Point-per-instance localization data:
______________________________

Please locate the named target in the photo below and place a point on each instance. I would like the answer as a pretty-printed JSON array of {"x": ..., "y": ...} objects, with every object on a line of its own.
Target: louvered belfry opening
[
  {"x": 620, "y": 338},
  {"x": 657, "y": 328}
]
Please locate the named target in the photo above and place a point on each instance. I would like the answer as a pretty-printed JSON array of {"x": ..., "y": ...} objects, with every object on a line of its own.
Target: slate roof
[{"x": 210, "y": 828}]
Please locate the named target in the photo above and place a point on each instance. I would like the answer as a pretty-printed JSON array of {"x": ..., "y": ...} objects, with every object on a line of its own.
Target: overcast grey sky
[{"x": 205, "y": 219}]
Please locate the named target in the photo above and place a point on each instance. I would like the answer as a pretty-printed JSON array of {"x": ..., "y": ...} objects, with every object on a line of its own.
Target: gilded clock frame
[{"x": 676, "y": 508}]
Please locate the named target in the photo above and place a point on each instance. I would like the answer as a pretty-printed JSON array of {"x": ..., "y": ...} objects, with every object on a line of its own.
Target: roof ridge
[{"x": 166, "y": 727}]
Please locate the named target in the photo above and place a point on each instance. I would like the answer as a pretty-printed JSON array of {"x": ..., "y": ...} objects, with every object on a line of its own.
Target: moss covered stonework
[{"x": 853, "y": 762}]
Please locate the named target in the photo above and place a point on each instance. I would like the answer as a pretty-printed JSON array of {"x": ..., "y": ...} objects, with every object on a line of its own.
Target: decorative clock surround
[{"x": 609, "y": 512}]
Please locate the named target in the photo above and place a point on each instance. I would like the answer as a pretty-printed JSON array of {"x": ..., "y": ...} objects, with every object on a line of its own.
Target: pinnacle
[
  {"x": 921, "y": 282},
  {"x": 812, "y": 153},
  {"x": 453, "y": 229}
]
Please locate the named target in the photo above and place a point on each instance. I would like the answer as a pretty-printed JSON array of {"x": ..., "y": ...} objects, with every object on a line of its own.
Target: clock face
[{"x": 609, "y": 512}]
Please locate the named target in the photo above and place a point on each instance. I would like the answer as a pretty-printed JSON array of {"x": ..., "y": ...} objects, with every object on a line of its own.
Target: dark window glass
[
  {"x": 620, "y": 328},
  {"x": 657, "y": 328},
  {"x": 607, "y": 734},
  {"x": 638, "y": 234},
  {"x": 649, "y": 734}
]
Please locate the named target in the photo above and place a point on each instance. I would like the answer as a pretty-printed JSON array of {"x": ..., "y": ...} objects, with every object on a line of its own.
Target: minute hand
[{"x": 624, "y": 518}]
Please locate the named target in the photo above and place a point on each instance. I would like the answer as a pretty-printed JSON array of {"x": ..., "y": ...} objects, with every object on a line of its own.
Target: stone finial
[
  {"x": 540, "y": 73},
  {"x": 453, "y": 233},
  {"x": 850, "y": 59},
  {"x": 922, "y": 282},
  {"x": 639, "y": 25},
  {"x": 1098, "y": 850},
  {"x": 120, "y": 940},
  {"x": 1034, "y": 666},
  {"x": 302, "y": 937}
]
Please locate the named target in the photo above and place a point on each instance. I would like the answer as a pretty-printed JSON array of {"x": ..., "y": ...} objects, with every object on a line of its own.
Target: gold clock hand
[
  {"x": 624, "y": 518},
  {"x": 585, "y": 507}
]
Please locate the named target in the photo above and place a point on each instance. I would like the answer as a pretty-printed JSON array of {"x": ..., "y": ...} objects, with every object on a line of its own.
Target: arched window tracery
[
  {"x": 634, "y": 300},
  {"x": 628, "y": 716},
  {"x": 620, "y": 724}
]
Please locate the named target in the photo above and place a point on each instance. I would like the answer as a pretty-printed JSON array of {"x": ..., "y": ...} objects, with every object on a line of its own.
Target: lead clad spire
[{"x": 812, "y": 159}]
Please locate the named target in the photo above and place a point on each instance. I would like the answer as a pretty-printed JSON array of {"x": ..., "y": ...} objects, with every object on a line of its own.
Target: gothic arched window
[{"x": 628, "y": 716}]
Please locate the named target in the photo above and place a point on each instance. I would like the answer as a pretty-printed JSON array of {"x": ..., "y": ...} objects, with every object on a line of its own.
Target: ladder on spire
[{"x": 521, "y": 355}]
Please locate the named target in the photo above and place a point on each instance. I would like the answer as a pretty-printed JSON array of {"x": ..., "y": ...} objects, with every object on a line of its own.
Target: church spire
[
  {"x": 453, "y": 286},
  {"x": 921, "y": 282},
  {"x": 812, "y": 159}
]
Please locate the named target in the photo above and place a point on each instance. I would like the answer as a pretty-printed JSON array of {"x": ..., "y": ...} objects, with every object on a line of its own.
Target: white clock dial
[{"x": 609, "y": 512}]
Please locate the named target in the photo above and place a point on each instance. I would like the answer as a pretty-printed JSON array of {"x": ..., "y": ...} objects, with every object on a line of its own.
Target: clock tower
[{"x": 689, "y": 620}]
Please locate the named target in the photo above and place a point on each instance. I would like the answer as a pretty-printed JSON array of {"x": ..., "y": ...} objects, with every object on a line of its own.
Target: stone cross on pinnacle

______________________________

## ACTION ITEM
Please write out each entry shown above exactly as given.

## OUTPUT FOR THIS EXERCISE
Please locate the named target in the photo below and place a point on each instance. I would like the answer as a pretty-printed JSON array of {"x": ..., "y": ...} objects, with every object on a line of its own.
Target: louvered belfry opening
[
  {"x": 620, "y": 338},
  {"x": 657, "y": 328}
]
Please locate the named target in the photo above and place a point on each instance. I would like the answer as a pretty-printed JSON array of {"x": ..., "y": ...} objects, with every object on a line of its own.
Target: slate roof
[{"x": 210, "y": 828}]
Please locate the named target in the photo above and place a point on each instance. I would like the answer as a pretty-printed JSON array of {"x": ..., "y": ...} objects, with every object on a line of its own.
Target: overcast grey sky
[{"x": 205, "y": 219}]
Please locate the named target in the photo above and place a point on each instance. I would like the answer as a pretty-printed JSON array of {"x": ..., "y": ...} objects, with every object on a line of its own.
Target: gilded clock frame
[{"x": 676, "y": 508}]
Please locate the named target in the photo above and place a point on each instance. I would like the answer as a pretty-printed JSON array of {"x": ..., "y": ...} objects, with every object on a line of its own.
Target: roof ridge
[{"x": 166, "y": 727}]
Please locate the named target in the photo above and place a point on each instance. I would like the answer as a pretty-printed JSON array of {"x": ..., "y": ...} objects, with every object on a line of its own.
Target: moss covered stonework
[{"x": 853, "y": 762}]
Please locate the named target in the photo above and place a point on each instance. I would like the answer as a pretty-printed JSON array of {"x": ..., "y": ...} objects, with every object on a line of its own.
Target: decorative clock surround
[{"x": 609, "y": 512}]
Please locate the named target in the photo above and place a point on each instance. I would like the answer as a pretty-printed JSON array of {"x": ..., "y": ...} objects, with every object on a line of its own.
Target: pinnacle
[
  {"x": 921, "y": 282},
  {"x": 812, "y": 153},
  {"x": 453, "y": 229}
]
Please locate the named target in the photo above and place a point on each instance. I would like the answer as a pretty-printed JSON array of {"x": ..., "y": ...} objects, with every object on a line of its own.
Target: clock face
[{"x": 609, "y": 512}]
Please locate the named target in the photo above and place a point on each instance. I would like the answer as a pretty-printed JSON array of {"x": ..., "y": ...} objects, with every object on a line of its own.
Target: dark window glass
[
  {"x": 620, "y": 328},
  {"x": 657, "y": 328},
  {"x": 607, "y": 734},
  {"x": 638, "y": 234},
  {"x": 649, "y": 734}
]
Please locate the named target in the photo above and place a point on each instance. I would like the answer as a pretty-printed JSON array of {"x": ..., "y": ...} objects, with every object on a line of its own.
Target: minute hand
[{"x": 624, "y": 518}]
Please locate the named target in the photo above and place a point on each instance. I would like the answer as a pretty-printed JSON array of {"x": ..., "y": ...} objects, with every object on a line of its own.
Target: stone finial
[
  {"x": 540, "y": 73},
  {"x": 453, "y": 233},
  {"x": 850, "y": 59},
  {"x": 922, "y": 282},
  {"x": 639, "y": 25},
  {"x": 1098, "y": 850},
  {"x": 120, "y": 940},
  {"x": 1034, "y": 666},
  {"x": 302, "y": 937}
]
Please locate the named target in the photo above and place a point on each instance. I would like the answer as a pretty-printed JSON array of {"x": ..., "y": ...} objects, with every object on a line of its own.
Target: gold clock hand
[
  {"x": 624, "y": 518},
  {"x": 585, "y": 507}
]
Please locate the named target in the photo above and place a point on each instance. I would like the answer as a pretty-printed JSON array of {"x": ..., "y": ...} objects, with every object on a line of its own.
Target: arched window tracery
[
  {"x": 634, "y": 300},
  {"x": 628, "y": 716},
  {"x": 620, "y": 724}
]
Please locate the named target in the photo above and place a point on each instance. I would like the answer as a pretty-printed JSON array of {"x": ..., "y": ...} objects, with every object on a line of its own.
Target: lead clad spire
[{"x": 812, "y": 159}]
Please locate the named target in the photo above and place a point on each instance. I would like the answer as a pretty-printed JSON array of {"x": ..., "y": ...} objects, with every object on a line of its own.
Target: gothic arched window
[{"x": 628, "y": 716}]
Please locate the named target in the photo above and place a point on each instance. I would like the answer as a pretty-printed JSON array of {"x": ..., "y": ...} objects, with every object on a line of its own.
Target: ladder on spire
[{"x": 521, "y": 355}]
Please locate the named target in the photo above and place a point on each instance. I would like the answer as a pretty-printed JSON array of {"x": ..., "y": ...} objects, with every object on a line of its own.
Target: church spire
[
  {"x": 453, "y": 286},
  {"x": 921, "y": 282},
  {"x": 812, "y": 159}
]
Please locate the named target in the photo above and place a point on each instance. I would like the answer as a pretty-printed JSON array of {"x": ..., "y": ...} objects, with every object on a line of its own.
Target: white clock dial
[{"x": 609, "y": 512}]
Please locate the named target in the photo above and place a point on each instance. I would like the answer as a pretty-printed JSON array of {"x": ..., "y": ...} objects, with every object on a line of its own.
Target: clock tower
[{"x": 689, "y": 620}]
Please locate the named target in the photo above and place a point on each instance. I would like the answer as a pretty-printed JSON array of {"x": ..., "y": ...} objects, with every object on a line of its own.
Target: stone cross on pinnacle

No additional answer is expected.